Una vez en la cárcel, el pueblo señala a las dos hermanas de Antonio y Emilio, Ángela y Luciana, como principales inductoras de la matanza. Llegan a compararlas con el “mismísimo diablo”. Incluso las autoridades alertan de su desaparición en ese tiempo. Nadie las había visto en la casa que compartían los cuatro hermanos en la pedanía pacense de Monterrubio.
Parece ser, tal y como explicaron después, que su intención era hablar con Felipe González, por aquel entonces presidente del Gobierno, para contarle sus “desgracias”. De hecho, llegaron a visitar la Moncloa, aunque no consiguieron que las recibiera. Fue gracias a ese viaje relámpago que la policía pudo identificarlas, dar con su paradero y traerlas de vuelta a Badajoz.
Incitando a la ‘vendetta’
Durante el trayecto de vuelta en tren y ante el micrófono de Antena 3 Televisión , las hermanas Izquierdo trataron de justificar su extraña desaparición. Solo querían ir al oculista en Puertollano. Pero, ¿en domingo? ¿Y qué les hizo cambiar de opinión y poner rumbo a Madrid?

____________________

[LISTA DE ACTIVIDADES]:
a - Resume en menos palabras el párrafo del documento que empieza por “Parece ser, tal y como explicaron después”, sin perder sus datos principales.
b - Repite del documento el fragmento que va desde “Una vez en la” hasta “pacense de Monterrubio.”, ambos incluidos.
Los registros son un material independiente del documento.

____________________

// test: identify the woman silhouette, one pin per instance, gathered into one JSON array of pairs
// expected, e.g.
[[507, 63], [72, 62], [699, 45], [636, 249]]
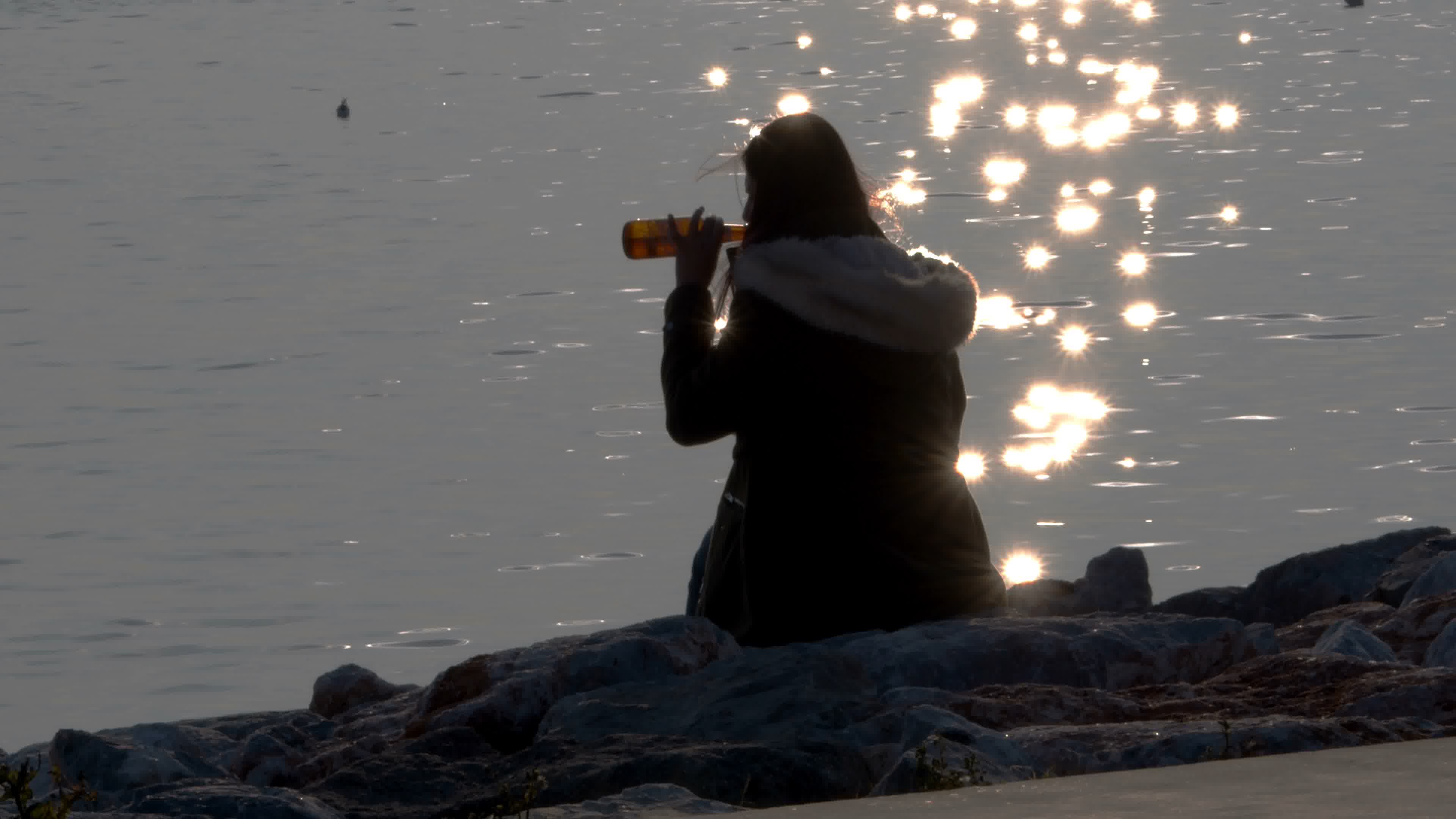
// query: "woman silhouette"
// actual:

____________________

[RESPUESTAS POR TAREA]:
a - Según explicaron más tarde, las hermanas querían contarle sus “desgracias” a Felipe González, entonces presidente del Gobierno. Llegaron a visitar la Moncloa, pero no las recibió. Gracias a ese viaje relámpago, la policía pudo identificarlas, localizarlas y traerlas de vuelta a Badajoz.

b -
Una vez en la cárcel, el pueblo señala a las dos hermanas de Antonio y Emilio, Ángela y Luciana, como principales inductoras de la matanza. Llegan a compararlas con el “mismísimo diablo”. Incluso las autoridades alertan de su desaparición en ese tiempo. Nadie las había visto en la casa que compartían los cuatro hermanos en la pedanía pacense de Monterrubio.